**What the exercise asks:**
Every entry must be set down exactly in the answer; no pictures should appear.

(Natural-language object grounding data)
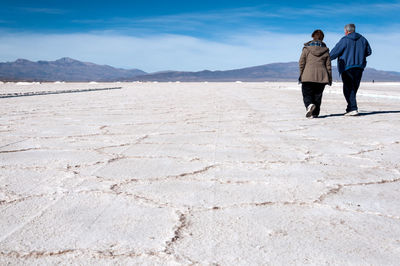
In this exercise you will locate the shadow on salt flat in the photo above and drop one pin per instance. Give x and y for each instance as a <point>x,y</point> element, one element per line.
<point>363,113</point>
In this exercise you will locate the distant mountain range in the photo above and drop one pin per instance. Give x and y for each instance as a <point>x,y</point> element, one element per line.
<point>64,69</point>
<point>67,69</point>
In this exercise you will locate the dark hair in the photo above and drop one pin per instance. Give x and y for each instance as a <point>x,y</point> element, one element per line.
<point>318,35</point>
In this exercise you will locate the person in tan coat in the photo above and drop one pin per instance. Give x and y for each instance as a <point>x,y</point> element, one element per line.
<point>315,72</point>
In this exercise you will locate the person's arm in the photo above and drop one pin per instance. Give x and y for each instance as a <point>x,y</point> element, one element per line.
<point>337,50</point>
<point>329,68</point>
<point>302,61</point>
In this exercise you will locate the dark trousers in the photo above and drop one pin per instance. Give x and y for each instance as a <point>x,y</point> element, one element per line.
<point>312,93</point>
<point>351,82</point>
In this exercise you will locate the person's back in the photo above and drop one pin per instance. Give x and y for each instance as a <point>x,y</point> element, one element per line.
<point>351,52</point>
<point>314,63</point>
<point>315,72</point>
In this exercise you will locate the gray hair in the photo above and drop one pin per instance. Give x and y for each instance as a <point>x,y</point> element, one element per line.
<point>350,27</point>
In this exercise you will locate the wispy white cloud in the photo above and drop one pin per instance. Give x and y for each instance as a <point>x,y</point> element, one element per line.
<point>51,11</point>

**Expected output:**
In this exercise you will locate the shadow on salt flat in the photo above and drop one pin per instance. Give x and y for each instance as a <point>x,y</point> element, one element per line.
<point>363,113</point>
In this exercise you will locate the distant mountain range in the photo above and drop one pin per instance. Give x and y for each instance as a <point>x,y</point> element, one element per line.
<point>64,69</point>
<point>67,69</point>
In this exercise you will locate the dark hair in the photo above and drop one pin per instance. Give x and y for each instance as a <point>x,y</point> element, one element per line.
<point>318,35</point>
In this exercise you will locate the person in tan coat in the photo above and drop one pin per instance. Give x and y for each instance as a <point>x,y</point> element, one element per line.
<point>315,72</point>
In this exercise you will locate the person's arm in the photo above and drop one pin per instance. Give x and y for each instance as a <point>x,y</point> element, one element per line.
<point>337,50</point>
<point>329,68</point>
<point>302,61</point>
In this exercise you will locate the dark trousers in the photo above and drop one pin per instance. Give x and y for each instance as a <point>x,y</point> element, one element per line.
<point>312,93</point>
<point>351,82</point>
In this exercise you will locate the person's back in the photo above and drop one pin per instance. Give x and y for each instance as a <point>x,y</point> element, one element per line.
<point>351,52</point>
<point>314,63</point>
<point>315,72</point>
In this exercise you will locate the gray hair in the photo above and drop one pin per instance. Give x and y for each instance as a <point>x,y</point> element, one element per line.
<point>350,27</point>
In this exercise you will locate the wispy white cloud in the photo above and drop one pin per instance. Give x and y for each instance as a <point>x,y</point> element, one element per line.
<point>51,11</point>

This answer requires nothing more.